--- EXERCISE REQUIREMENTS ---
Each line below that carries the string "Target" must appear in the answer.

■ ■ ■ ■

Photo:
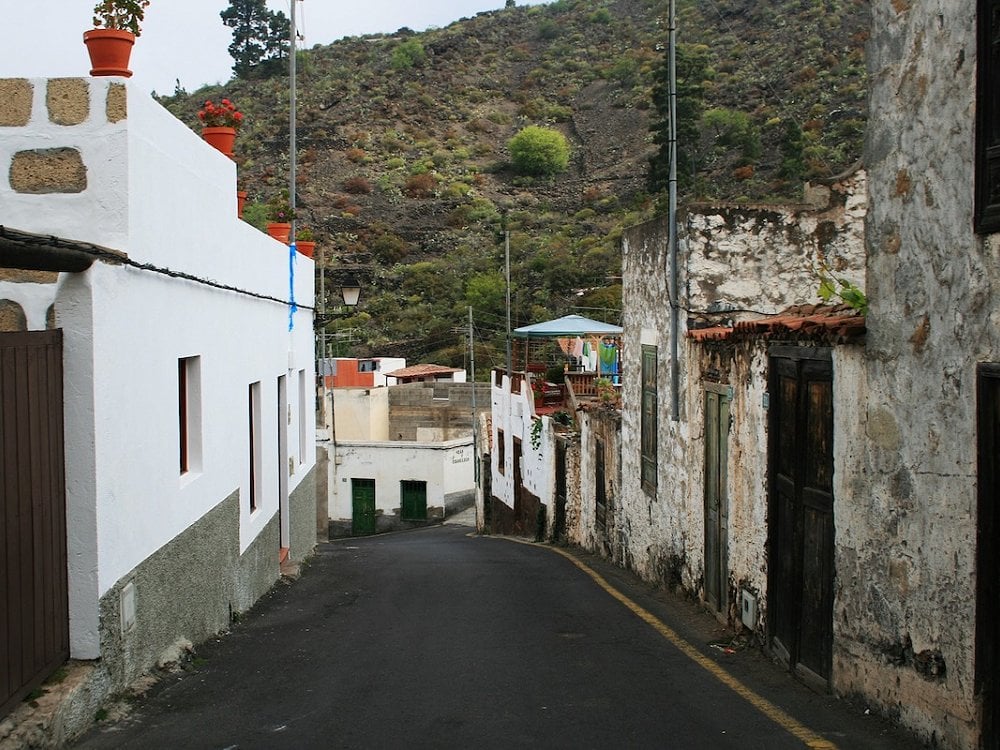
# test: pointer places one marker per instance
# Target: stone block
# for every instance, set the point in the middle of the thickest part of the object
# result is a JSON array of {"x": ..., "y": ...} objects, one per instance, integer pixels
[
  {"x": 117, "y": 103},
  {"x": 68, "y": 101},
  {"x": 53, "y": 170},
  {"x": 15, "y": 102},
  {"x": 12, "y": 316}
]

■ ■ ■ ■

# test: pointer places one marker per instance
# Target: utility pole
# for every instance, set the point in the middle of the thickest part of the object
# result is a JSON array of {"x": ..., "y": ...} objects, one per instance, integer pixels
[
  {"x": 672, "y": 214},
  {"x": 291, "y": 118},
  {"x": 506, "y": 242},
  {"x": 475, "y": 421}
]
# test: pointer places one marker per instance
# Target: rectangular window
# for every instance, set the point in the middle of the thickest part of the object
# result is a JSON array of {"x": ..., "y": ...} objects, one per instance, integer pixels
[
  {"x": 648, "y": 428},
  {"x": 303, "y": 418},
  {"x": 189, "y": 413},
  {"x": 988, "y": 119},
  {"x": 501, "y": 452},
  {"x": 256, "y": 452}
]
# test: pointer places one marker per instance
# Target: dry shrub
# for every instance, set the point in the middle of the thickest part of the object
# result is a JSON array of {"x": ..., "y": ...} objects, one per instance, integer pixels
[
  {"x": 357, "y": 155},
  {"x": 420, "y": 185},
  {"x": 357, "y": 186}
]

■ ■ ■ ■

--- PROBLEM SOLUTION ---
# Target: stone block
# Target: utility pole
# Target: rectangular window
# Target: dry shrub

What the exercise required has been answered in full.